─── GIVEN INFORMATION ───

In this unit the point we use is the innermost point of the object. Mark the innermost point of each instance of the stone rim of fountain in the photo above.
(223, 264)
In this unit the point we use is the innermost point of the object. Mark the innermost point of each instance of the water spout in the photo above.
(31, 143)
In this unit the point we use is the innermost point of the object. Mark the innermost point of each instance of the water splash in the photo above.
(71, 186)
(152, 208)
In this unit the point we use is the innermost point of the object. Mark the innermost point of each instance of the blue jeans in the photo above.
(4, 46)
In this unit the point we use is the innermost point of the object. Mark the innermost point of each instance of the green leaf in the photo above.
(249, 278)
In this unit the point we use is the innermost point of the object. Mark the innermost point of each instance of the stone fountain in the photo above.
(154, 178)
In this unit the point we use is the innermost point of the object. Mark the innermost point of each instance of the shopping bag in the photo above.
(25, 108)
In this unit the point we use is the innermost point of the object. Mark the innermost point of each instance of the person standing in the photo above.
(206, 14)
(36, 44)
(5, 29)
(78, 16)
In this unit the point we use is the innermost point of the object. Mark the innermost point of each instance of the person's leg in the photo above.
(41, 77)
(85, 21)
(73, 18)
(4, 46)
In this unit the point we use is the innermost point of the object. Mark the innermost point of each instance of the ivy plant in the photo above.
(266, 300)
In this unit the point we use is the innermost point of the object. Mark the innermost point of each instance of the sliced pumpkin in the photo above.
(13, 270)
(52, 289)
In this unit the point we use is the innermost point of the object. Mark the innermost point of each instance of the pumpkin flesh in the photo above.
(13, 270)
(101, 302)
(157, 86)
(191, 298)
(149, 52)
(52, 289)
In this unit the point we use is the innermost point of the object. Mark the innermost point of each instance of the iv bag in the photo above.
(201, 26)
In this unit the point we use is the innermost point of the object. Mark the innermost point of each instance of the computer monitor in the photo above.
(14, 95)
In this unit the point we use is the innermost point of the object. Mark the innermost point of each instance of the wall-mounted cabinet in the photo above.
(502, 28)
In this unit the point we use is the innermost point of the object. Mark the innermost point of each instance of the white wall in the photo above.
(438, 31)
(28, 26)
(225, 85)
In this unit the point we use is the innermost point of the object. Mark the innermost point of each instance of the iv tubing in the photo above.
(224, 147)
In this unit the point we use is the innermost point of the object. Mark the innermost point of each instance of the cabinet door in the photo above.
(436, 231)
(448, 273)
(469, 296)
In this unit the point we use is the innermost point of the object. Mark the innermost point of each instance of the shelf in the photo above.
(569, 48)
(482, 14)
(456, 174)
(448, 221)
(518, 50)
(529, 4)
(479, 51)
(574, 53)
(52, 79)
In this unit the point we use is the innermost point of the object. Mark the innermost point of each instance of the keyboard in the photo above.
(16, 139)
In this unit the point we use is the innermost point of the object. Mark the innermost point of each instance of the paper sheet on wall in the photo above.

───

ACTION ITEM:
The records shown above must be returned in full, exactly as written.

TASK ANSWER:
In this unit the point we use is the innermost point of the object. Mark the innermost point of each instance of the stone rim of fountain in the photo above.
(223, 264)
In this unit the point we use is the innermost point of the object. Mark the innermost point of each instance of the water spout in the photo above.
(31, 143)
In this unit the point we use is the innermost point of the object. Mark the innermost point of each instance of the water splash in the photo above.
(71, 186)
(152, 208)
In this unit the point we use is the innermost point of the object. Mark the innermost point of each instance of the blue jeans in the photo above.
(4, 46)
In this unit the point we use is the innermost point of the object. Mark the innermost point of each instance of the green leaf in the photo above.
(249, 278)
In this unit the point we use is the innermost point of the object. Mark the innermost point of each instance of the stone fountain in the photo above.
(154, 178)
In this unit the point we use is the innermost point of the object. Mark the innermost point of each instance of the shopping bag in the photo above.
(25, 108)
In this unit the point we use is the innermost point of the object. Mark the innermost point of each instance of the person standing in the photo above.
(206, 14)
(36, 44)
(5, 29)
(78, 16)
In this unit the point we use is the innermost point of the object. Mark the innermost point of each instance of the person's leg in the photo above.
(41, 77)
(85, 21)
(73, 18)
(4, 46)
In this unit the point we use is the innermost point of the object. Mark the innermost point of each instance of the ivy plant in the photo above.
(266, 300)
In this unit the point we use is the innermost point of the object. Mark the innermost point of each instance of the sliced pumpkin in the photo above.
(13, 270)
(52, 289)
In this unit the point we use is the innermost point of the object. Mark the innermost point of each instance of the pumpkin flesh in the photo above.
(13, 270)
(101, 302)
(157, 86)
(191, 298)
(149, 52)
(52, 289)
In this unit the point we use is the innermost point of the object. Mark the innermost point of each instance of the iv bag in the photo above.
(201, 26)
In this unit the point we use is the innermost point of the object. Mark the innermost point of each instance of the computer monitor in the photo above.
(14, 95)
In this unit the point we use is the innermost point of the object. Mark the innermost point of each instance of the wall-mounted cabinet in the photo above.
(502, 28)
In this unit the point we use is the innermost point of the object. Mark the innermost point of each instance of the white wall in the photo above.
(438, 31)
(28, 26)
(225, 85)
In this unit the point we use is the innermost point of the object. Mark the innermost point of each instance of the iv tubing in the photo above.
(224, 147)
In this unit the point we use is the innermost point of the object. Mark the innermost point of each instance of the cabinet door in the photo above.
(436, 231)
(448, 273)
(469, 296)
In this unit the point we use is the innermost point of the object. Mark the innermost point of each instance of the shelf in the photo above.
(569, 48)
(482, 14)
(456, 174)
(448, 221)
(518, 50)
(529, 4)
(479, 51)
(574, 53)
(52, 79)
In this unit the point we use is the innermost point of the object. Mark the innermost point of each instance of the keyboard in the photo above.
(16, 139)
In this unit the point we use is the innermost point of the object. Mark the innermost point of each instance of the paper sheet on wall in the photo above.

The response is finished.